* **PROBLEM DETAILS**
Starting with the line that contains "Labeling instructions: Locate the blue", reproduce each line through the end of the entries exactly as written.

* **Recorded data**
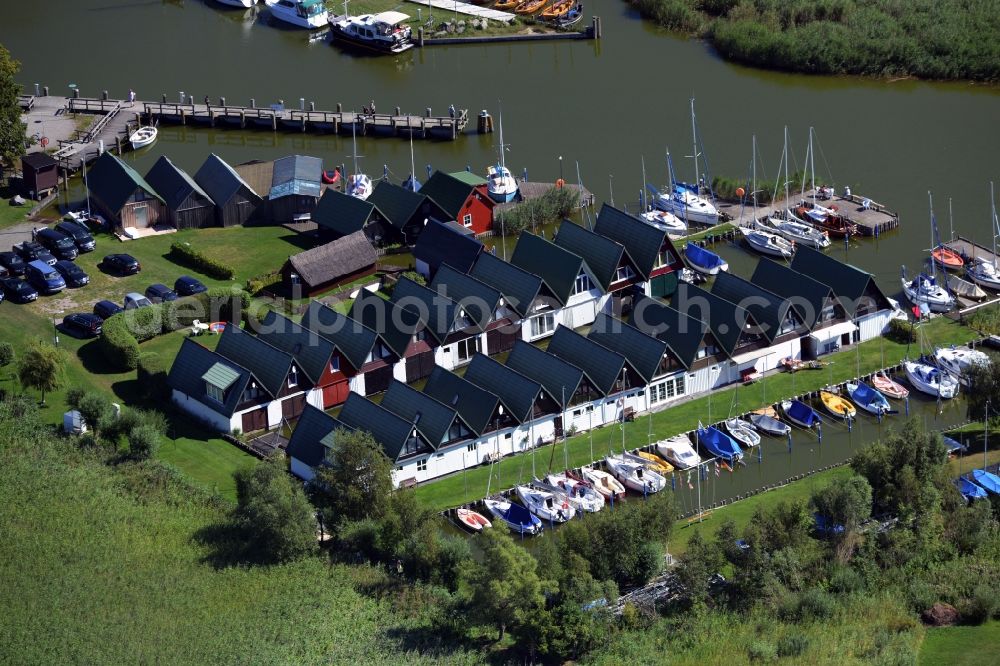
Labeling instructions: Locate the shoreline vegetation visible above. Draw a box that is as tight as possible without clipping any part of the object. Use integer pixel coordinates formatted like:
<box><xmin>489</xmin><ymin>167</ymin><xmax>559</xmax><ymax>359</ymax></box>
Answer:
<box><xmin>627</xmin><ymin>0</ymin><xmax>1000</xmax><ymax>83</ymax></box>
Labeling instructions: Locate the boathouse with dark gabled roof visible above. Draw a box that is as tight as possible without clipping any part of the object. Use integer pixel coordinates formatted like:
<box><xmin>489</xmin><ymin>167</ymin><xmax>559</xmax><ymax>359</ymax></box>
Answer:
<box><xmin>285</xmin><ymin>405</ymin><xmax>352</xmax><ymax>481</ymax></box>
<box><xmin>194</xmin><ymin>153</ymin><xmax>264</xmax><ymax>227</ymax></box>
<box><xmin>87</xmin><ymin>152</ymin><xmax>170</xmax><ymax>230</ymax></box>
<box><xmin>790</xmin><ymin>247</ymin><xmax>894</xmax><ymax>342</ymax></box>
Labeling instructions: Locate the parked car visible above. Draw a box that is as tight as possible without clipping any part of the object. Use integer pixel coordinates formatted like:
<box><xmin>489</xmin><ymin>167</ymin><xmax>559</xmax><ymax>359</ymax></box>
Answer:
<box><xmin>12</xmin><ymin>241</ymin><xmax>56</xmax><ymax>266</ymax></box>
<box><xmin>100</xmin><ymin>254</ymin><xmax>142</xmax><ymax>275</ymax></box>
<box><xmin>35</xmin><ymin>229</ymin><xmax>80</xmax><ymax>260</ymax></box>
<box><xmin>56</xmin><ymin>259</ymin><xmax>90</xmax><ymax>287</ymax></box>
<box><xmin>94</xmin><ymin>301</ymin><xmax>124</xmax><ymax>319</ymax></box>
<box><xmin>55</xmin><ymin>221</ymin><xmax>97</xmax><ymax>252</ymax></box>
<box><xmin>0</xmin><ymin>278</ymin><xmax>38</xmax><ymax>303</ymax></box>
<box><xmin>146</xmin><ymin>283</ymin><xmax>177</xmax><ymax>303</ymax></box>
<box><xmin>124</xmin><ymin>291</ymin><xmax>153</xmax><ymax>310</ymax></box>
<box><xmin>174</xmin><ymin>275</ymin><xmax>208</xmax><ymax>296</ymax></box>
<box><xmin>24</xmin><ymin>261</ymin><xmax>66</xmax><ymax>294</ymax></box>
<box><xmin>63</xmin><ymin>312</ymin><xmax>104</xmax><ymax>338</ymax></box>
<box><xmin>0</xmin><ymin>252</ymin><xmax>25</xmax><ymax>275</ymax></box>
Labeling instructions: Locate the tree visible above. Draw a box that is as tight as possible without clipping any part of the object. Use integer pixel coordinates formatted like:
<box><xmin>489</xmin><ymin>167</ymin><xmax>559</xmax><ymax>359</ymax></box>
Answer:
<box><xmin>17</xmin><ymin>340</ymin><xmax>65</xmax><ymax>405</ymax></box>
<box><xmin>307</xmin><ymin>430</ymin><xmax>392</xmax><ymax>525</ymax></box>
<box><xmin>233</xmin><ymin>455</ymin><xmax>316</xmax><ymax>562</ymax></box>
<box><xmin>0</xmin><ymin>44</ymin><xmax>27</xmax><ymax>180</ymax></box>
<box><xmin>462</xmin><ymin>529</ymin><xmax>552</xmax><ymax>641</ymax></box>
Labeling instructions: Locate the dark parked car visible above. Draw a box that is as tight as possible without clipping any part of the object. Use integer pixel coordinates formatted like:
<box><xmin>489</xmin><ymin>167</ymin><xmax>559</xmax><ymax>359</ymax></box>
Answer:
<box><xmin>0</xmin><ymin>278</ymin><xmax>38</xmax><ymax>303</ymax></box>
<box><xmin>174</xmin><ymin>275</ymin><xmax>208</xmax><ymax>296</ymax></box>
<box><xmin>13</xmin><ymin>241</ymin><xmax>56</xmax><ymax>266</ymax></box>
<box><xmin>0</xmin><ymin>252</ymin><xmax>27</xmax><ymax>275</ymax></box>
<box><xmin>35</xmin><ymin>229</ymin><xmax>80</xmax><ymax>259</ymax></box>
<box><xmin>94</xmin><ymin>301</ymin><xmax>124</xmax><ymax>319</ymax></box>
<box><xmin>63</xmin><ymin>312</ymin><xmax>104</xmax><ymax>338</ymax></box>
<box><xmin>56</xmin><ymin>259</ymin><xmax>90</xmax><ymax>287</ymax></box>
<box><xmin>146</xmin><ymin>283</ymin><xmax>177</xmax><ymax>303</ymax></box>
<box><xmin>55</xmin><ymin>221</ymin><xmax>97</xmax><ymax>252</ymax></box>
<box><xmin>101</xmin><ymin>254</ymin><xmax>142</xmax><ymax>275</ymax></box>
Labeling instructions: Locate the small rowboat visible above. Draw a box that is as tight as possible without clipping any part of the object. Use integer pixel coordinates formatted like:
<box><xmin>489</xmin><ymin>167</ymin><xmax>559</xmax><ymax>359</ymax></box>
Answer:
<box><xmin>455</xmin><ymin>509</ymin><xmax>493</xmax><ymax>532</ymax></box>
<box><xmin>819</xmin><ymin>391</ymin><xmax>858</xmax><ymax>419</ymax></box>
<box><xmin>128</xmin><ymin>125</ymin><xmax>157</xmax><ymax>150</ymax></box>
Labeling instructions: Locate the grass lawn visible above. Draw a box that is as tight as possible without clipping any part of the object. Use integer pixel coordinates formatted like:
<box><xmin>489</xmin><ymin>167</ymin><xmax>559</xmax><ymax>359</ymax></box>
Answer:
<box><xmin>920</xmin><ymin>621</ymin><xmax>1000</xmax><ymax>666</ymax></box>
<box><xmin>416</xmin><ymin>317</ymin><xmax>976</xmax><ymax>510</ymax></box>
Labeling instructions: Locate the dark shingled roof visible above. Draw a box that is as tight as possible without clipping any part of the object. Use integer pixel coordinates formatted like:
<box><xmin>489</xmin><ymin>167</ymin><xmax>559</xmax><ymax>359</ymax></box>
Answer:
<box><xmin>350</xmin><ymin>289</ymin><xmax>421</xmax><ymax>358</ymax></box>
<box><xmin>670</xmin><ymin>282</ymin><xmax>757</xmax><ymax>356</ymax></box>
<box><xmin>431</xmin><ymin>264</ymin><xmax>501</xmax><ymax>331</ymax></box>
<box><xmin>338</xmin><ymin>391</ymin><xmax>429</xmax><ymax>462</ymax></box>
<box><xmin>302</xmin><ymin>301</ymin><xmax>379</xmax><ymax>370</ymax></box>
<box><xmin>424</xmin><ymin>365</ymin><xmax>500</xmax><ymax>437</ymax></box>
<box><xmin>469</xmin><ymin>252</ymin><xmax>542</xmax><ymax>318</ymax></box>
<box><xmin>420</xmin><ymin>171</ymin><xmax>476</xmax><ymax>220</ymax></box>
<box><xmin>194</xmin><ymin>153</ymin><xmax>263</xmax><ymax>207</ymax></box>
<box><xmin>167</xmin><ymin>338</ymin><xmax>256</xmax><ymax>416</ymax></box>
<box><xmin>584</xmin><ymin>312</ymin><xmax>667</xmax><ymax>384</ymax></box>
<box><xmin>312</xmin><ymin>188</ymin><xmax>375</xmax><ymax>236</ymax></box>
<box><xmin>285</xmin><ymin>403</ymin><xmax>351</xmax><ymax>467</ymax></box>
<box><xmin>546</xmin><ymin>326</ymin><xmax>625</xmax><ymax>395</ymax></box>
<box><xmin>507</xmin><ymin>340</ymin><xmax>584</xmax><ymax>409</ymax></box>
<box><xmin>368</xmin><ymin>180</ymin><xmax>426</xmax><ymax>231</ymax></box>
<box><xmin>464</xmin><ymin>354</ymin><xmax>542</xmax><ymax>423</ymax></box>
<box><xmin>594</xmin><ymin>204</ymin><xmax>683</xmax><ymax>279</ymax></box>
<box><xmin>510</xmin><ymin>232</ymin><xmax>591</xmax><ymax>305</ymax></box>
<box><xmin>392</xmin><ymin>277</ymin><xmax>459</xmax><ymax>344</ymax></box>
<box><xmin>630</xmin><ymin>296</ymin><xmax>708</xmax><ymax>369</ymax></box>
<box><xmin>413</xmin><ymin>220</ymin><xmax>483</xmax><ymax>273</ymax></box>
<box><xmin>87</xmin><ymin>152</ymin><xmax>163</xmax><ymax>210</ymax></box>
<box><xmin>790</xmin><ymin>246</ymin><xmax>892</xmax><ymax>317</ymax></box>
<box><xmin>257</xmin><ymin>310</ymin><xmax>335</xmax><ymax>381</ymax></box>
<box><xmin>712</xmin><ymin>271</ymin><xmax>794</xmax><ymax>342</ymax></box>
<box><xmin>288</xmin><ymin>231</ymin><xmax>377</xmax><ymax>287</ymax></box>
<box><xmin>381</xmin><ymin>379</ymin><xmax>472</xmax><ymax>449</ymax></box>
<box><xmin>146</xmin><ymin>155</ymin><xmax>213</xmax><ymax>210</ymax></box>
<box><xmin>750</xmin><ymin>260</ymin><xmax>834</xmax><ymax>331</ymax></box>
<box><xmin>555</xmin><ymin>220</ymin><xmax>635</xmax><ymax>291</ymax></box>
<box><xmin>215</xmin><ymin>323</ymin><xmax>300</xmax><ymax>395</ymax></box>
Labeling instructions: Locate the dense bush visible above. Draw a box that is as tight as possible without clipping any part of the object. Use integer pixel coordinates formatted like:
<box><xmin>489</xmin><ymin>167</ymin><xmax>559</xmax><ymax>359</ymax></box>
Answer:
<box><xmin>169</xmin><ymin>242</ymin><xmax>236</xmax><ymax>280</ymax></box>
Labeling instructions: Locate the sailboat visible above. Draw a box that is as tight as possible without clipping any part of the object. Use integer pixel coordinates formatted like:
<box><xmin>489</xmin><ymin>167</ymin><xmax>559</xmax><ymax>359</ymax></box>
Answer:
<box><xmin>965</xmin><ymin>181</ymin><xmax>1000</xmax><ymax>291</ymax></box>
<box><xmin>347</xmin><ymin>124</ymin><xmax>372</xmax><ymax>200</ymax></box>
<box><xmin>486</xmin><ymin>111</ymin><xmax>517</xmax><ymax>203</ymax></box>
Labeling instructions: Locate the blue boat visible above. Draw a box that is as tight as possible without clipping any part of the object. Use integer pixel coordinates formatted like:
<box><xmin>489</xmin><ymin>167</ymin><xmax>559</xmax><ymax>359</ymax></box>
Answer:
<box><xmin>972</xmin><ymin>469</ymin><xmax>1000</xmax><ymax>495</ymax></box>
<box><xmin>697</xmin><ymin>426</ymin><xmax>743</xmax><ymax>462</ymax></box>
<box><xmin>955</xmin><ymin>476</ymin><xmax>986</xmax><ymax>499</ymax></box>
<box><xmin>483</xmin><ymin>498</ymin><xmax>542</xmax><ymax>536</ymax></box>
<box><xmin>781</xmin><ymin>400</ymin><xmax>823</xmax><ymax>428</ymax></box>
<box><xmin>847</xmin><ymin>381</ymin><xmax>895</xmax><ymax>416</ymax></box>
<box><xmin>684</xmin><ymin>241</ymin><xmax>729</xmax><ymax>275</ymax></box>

* **THE OUTPUT**
Labeling instructions: Locate the blue boat visible above. Draw a box that is as tight as possible without clipping any part of the object. Use integer pixel coordinates formatted like:
<box><xmin>489</xmin><ymin>167</ymin><xmax>559</xmax><ymax>359</ymax></box>
Answer:
<box><xmin>972</xmin><ymin>469</ymin><xmax>1000</xmax><ymax>495</ymax></box>
<box><xmin>697</xmin><ymin>426</ymin><xmax>743</xmax><ymax>462</ymax></box>
<box><xmin>955</xmin><ymin>476</ymin><xmax>986</xmax><ymax>499</ymax></box>
<box><xmin>483</xmin><ymin>498</ymin><xmax>542</xmax><ymax>536</ymax></box>
<box><xmin>781</xmin><ymin>400</ymin><xmax>823</xmax><ymax>428</ymax></box>
<box><xmin>847</xmin><ymin>381</ymin><xmax>895</xmax><ymax>416</ymax></box>
<box><xmin>684</xmin><ymin>241</ymin><xmax>729</xmax><ymax>275</ymax></box>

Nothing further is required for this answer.